- **Prompt**:
Revise the data between the lines holding "Expected: one point per instance of the paved" and "(1001, 301)", inclusive, replacing "walkway" with "footpath" and leaving everything else the same.

Location identification items
──────────

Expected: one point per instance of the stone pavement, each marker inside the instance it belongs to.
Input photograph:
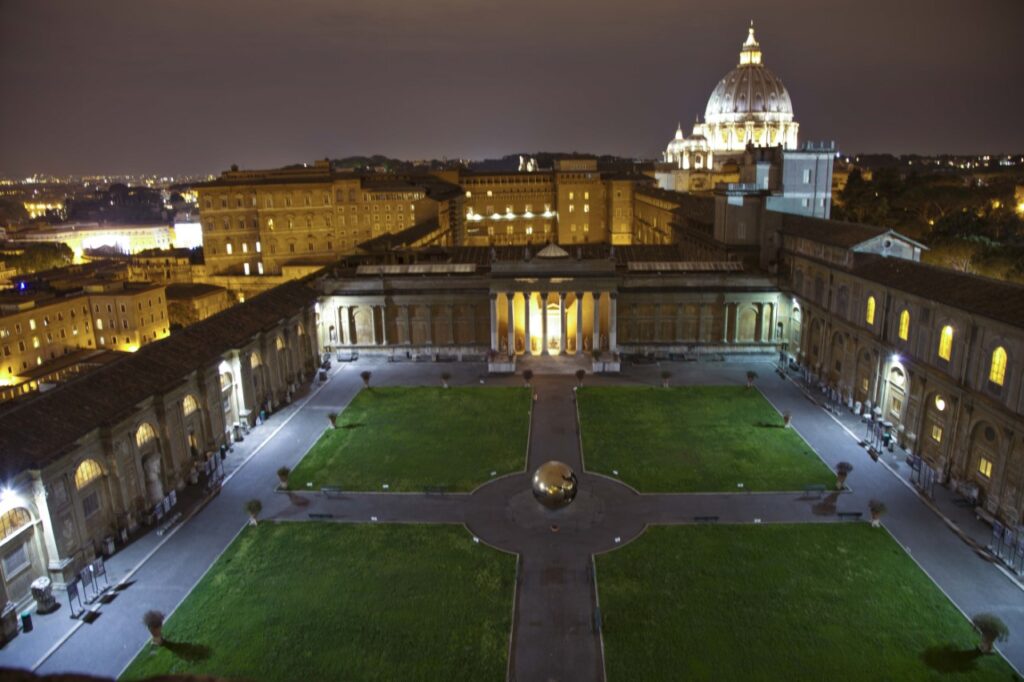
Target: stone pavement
(554, 635)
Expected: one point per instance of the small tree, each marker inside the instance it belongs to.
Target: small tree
(843, 470)
(992, 630)
(254, 507)
(878, 509)
(154, 621)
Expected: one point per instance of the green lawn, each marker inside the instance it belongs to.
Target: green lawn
(321, 601)
(415, 437)
(695, 438)
(780, 602)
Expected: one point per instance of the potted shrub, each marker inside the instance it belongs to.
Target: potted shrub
(878, 509)
(254, 507)
(843, 470)
(154, 621)
(992, 630)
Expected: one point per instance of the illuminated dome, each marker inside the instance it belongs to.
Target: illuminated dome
(749, 105)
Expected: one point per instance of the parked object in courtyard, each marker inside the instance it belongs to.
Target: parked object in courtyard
(154, 621)
(843, 470)
(554, 484)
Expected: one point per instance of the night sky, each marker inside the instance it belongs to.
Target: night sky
(195, 86)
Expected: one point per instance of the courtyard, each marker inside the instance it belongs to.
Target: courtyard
(324, 601)
(780, 602)
(299, 598)
(409, 438)
(694, 439)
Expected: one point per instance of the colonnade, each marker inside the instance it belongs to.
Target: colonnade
(521, 322)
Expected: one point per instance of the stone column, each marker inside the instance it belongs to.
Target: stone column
(561, 323)
(544, 323)
(579, 323)
(525, 322)
(343, 325)
(612, 322)
(430, 325)
(494, 323)
(511, 330)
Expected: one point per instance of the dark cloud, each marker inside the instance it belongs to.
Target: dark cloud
(196, 85)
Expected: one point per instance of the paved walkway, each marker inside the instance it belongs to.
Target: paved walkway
(554, 637)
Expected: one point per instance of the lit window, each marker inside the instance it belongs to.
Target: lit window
(87, 472)
(946, 342)
(997, 370)
(12, 520)
(144, 434)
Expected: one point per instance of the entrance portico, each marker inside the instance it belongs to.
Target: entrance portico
(556, 322)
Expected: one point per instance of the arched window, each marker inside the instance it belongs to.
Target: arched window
(13, 520)
(946, 342)
(87, 472)
(144, 434)
(904, 325)
(997, 370)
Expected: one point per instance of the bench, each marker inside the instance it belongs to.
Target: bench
(816, 488)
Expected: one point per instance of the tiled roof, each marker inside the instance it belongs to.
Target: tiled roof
(38, 430)
(833, 232)
(1001, 301)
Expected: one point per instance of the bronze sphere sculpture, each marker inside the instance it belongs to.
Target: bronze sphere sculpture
(554, 484)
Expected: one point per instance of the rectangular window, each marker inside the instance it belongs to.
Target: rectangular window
(90, 504)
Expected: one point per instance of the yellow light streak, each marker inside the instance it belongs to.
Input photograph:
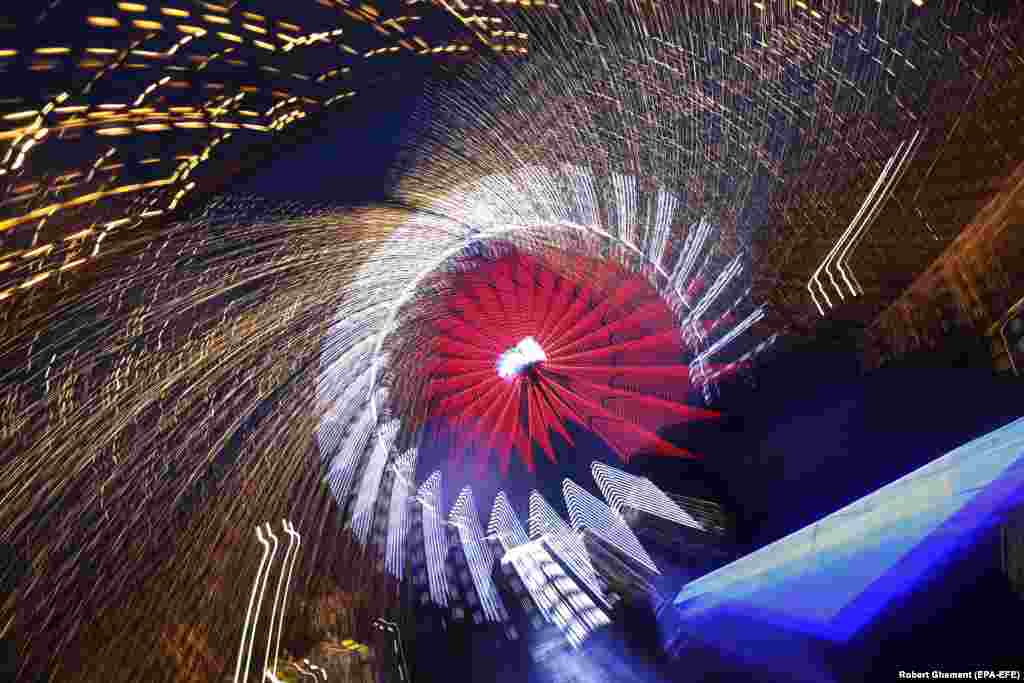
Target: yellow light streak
(79, 201)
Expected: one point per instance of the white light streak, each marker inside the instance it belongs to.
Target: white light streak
(464, 517)
(252, 600)
(564, 542)
(627, 491)
(434, 538)
(520, 357)
(892, 172)
(397, 527)
(371, 482)
(588, 512)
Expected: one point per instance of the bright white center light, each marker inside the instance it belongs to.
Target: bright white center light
(519, 357)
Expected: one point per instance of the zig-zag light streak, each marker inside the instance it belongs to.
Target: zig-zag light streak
(169, 391)
(558, 597)
(623, 489)
(588, 512)
(398, 513)
(371, 481)
(564, 542)
(435, 538)
(465, 518)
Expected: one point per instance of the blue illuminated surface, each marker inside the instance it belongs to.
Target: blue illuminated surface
(829, 579)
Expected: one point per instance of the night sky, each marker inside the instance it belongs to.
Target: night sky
(807, 435)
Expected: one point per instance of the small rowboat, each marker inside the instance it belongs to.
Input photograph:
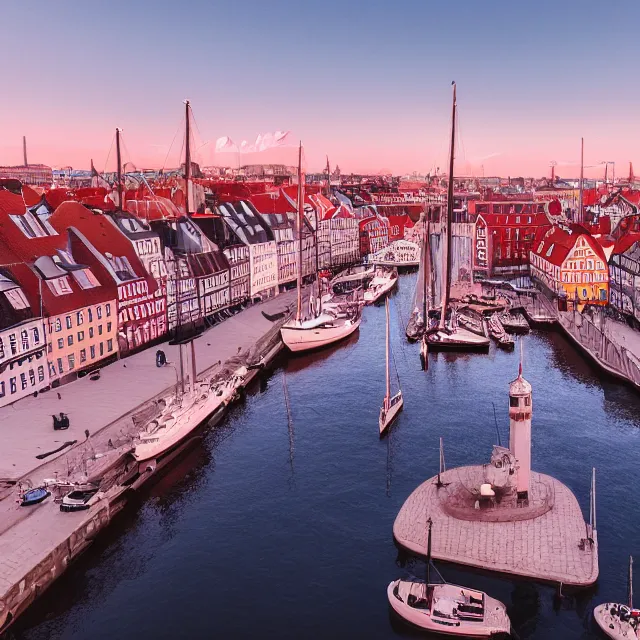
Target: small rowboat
(34, 496)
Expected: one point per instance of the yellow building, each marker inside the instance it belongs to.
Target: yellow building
(570, 262)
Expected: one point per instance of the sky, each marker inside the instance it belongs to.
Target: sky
(366, 83)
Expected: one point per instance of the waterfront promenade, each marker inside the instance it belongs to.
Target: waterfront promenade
(26, 427)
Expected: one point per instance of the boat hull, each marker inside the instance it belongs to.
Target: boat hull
(387, 418)
(299, 339)
(611, 624)
(460, 340)
(423, 620)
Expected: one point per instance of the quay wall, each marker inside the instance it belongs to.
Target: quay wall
(38, 543)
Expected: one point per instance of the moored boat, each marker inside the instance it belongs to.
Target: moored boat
(383, 281)
(448, 609)
(619, 621)
(392, 405)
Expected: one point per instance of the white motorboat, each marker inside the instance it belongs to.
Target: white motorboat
(380, 285)
(181, 417)
(324, 330)
(619, 621)
(448, 609)
(392, 405)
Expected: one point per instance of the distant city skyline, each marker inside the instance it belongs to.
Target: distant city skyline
(365, 83)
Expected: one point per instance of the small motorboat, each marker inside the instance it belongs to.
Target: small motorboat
(619, 621)
(514, 322)
(381, 284)
(34, 496)
(448, 609)
(79, 499)
(497, 332)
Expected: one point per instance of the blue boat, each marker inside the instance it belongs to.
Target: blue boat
(34, 496)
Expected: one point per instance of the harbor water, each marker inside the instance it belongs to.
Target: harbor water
(282, 529)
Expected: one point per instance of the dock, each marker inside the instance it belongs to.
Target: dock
(37, 543)
(554, 546)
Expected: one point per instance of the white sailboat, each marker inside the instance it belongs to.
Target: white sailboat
(328, 327)
(620, 621)
(450, 336)
(448, 609)
(392, 405)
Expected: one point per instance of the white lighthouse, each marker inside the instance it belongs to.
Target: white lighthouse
(520, 431)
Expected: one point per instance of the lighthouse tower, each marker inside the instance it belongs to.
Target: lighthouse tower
(520, 431)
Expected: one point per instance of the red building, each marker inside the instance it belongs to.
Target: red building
(503, 236)
(97, 241)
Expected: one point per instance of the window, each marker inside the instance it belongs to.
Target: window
(16, 298)
(59, 286)
(86, 279)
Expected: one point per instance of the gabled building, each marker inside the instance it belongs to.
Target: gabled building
(571, 263)
(504, 234)
(242, 226)
(95, 240)
(23, 355)
(624, 275)
(78, 306)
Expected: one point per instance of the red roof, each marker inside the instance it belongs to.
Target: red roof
(555, 243)
(274, 202)
(157, 208)
(102, 233)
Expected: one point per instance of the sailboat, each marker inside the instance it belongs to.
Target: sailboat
(392, 405)
(327, 327)
(620, 621)
(448, 609)
(450, 336)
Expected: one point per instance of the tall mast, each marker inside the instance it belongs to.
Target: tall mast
(119, 161)
(187, 157)
(581, 180)
(300, 210)
(388, 396)
(446, 281)
(631, 582)
(429, 525)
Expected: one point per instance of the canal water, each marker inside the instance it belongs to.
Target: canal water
(272, 530)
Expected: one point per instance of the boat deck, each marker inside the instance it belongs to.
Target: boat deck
(547, 547)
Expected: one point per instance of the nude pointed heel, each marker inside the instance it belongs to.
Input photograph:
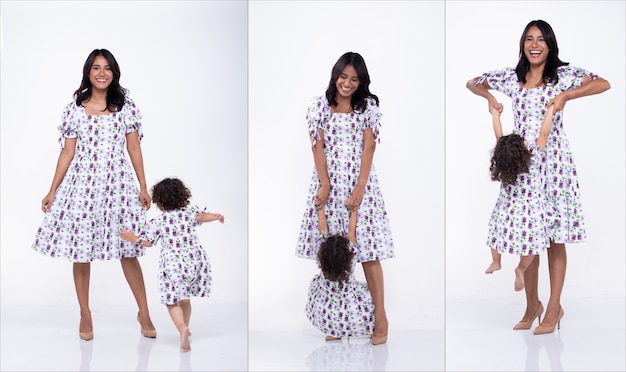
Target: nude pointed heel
(528, 324)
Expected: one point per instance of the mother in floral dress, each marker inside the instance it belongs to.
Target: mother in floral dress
(539, 80)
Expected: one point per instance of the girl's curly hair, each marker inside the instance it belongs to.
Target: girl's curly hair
(510, 157)
(170, 194)
(335, 258)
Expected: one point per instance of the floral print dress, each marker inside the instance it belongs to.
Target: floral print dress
(343, 146)
(524, 220)
(341, 310)
(98, 196)
(529, 108)
(184, 268)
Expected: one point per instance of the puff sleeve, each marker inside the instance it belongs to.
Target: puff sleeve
(69, 124)
(504, 81)
(317, 114)
(132, 118)
(371, 118)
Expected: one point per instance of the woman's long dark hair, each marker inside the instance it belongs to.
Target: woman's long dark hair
(510, 158)
(358, 98)
(115, 93)
(550, 75)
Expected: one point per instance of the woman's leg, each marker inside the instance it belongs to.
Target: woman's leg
(176, 313)
(374, 276)
(82, 274)
(134, 277)
(557, 262)
(531, 285)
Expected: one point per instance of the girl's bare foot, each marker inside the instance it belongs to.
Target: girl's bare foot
(184, 340)
(495, 266)
(519, 279)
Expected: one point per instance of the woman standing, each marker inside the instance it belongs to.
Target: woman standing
(93, 194)
(540, 80)
(344, 128)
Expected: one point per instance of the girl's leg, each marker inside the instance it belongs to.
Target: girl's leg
(134, 277)
(531, 283)
(176, 313)
(374, 276)
(82, 274)
(495, 262)
(524, 261)
(557, 262)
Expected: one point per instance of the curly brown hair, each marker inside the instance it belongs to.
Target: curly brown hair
(335, 258)
(509, 158)
(170, 194)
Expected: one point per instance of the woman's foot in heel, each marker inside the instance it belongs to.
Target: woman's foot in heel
(149, 331)
(85, 329)
(380, 332)
(543, 328)
(526, 324)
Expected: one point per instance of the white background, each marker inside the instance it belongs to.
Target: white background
(292, 49)
(185, 66)
(482, 36)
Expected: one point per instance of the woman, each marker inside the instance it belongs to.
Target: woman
(344, 128)
(541, 80)
(93, 194)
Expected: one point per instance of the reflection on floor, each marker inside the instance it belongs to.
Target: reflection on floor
(480, 337)
(307, 351)
(32, 343)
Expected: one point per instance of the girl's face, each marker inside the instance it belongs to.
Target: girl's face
(348, 82)
(100, 74)
(535, 47)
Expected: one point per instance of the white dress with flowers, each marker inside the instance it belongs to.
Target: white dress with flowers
(98, 196)
(529, 108)
(343, 146)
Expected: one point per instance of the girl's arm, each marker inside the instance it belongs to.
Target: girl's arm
(322, 171)
(497, 124)
(367, 157)
(352, 226)
(588, 87)
(482, 90)
(321, 220)
(63, 163)
(134, 151)
(130, 236)
(546, 126)
(210, 217)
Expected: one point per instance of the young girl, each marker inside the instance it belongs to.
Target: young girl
(338, 304)
(523, 219)
(184, 269)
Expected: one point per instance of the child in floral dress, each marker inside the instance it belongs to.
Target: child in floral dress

──────────

- **Task solution**:
Expected: one point per instance of the paved footpath, each marker inside the instance it belongs to.
Target: paved footpath
(554, 637)
Expected: one point per instance of the lit window, each marker inside the instance it belongs to.
Target: lit window
(87, 472)
(946, 342)
(997, 370)
(12, 520)
(144, 434)
Expected: one point per instance of the entrance portico, each marker inside the instance it belongs to.
Target: entrance portico
(556, 322)
Expected: one point per instance of the arched window, each marker inside the instance it belongs to.
Target: arched window
(13, 520)
(946, 342)
(87, 472)
(144, 434)
(904, 325)
(997, 370)
Expected: one point per instance of the bench, each marker inside the instance it belongs to.
Target: bench
(816, 488)
Expected: one point per instance of the tiled roof, each marker inside the instance it belongs to.
Target: tiled roof
(38, 430)
(833, 232)
(1001, 301)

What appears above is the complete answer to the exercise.